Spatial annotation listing
* begin *

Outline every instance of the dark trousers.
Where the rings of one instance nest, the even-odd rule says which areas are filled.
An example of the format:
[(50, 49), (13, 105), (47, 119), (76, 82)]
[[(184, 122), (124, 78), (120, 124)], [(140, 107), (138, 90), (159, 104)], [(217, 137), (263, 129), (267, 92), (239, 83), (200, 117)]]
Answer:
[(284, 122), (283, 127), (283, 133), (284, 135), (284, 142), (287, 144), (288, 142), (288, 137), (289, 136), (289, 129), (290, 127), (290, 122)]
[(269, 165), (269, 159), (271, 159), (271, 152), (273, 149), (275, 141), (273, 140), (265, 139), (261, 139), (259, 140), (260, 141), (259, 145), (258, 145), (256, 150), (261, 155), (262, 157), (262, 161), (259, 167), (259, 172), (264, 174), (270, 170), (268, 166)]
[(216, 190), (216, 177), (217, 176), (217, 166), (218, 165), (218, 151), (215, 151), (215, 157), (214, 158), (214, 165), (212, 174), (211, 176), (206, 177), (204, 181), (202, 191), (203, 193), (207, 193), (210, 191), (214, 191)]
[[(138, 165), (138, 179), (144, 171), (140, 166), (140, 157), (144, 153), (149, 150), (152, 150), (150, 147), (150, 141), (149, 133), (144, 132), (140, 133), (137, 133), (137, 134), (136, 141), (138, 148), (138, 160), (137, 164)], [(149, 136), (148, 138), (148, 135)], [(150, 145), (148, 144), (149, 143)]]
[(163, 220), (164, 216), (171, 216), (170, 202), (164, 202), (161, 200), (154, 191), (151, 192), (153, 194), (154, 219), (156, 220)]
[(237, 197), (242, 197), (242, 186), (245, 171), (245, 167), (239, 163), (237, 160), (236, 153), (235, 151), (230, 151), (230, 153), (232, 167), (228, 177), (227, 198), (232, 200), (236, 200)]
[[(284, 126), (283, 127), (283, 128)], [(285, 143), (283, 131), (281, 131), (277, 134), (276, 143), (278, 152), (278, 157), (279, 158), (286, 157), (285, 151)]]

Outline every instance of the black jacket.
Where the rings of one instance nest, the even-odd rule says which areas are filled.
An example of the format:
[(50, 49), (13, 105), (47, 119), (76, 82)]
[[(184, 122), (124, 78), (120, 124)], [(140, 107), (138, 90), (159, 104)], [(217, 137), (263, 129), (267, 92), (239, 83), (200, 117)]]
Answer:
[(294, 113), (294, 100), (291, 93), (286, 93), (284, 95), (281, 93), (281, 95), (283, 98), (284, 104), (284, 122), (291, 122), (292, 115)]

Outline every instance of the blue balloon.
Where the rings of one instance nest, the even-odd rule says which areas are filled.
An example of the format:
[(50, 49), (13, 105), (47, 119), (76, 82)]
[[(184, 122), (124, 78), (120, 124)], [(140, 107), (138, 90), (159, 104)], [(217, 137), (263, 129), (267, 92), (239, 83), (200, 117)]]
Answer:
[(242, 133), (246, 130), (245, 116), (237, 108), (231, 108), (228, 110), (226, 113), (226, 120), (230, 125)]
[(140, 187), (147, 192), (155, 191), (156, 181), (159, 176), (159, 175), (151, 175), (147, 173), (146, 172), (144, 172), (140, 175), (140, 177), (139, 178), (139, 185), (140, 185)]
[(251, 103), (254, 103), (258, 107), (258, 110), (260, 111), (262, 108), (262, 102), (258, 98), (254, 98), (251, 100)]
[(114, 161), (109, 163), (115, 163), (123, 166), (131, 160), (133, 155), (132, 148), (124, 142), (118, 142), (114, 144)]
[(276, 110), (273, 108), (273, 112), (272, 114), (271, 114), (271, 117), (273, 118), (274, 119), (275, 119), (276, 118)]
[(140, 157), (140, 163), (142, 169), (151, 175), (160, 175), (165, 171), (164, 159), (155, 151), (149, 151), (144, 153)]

* end *

EXERCISE DETAILS:
Rewrite everything from the start of the listing down to the line containing "170), (268, 166)]", swapping "trousers" for "pants" and leaving the rest unchanged.

SOLUTION FOR THIS PROBLEM:
Outline every instance of the dark pants.
Where the rings of one instance nest, the even-odd rule says which areas are filled.
An example of the format:
[(50, 49), (13, 105), (47, 119), (76, 82)]
[[(184, 122), (124, 78), (120, 124)], [(140, 107), (138, 90), (159, 104)], [(217, 137), (263, 129), (267, 92), (239, 83), (200, 117)]]
Answer:
[(284, 122), (283, 127), (283, 133), (284, 135), (284, 142), (287, 144), (288, 142), (288, 137), (289, 136), (289, 129), (290, 127), (290, 122)]
[(269, 165), (269, 159), (271, 159), (271, 152), (273, 149), (275, 141), (273, 140), (265, 139), (261, 139), (259, 140), (260, 141), (259, 145), (258, 145), (256, 150), (261, 155), (262, 157), (262, 161), (259, 167), (259, 172), (264, 174), (270, 170), (268, 166)]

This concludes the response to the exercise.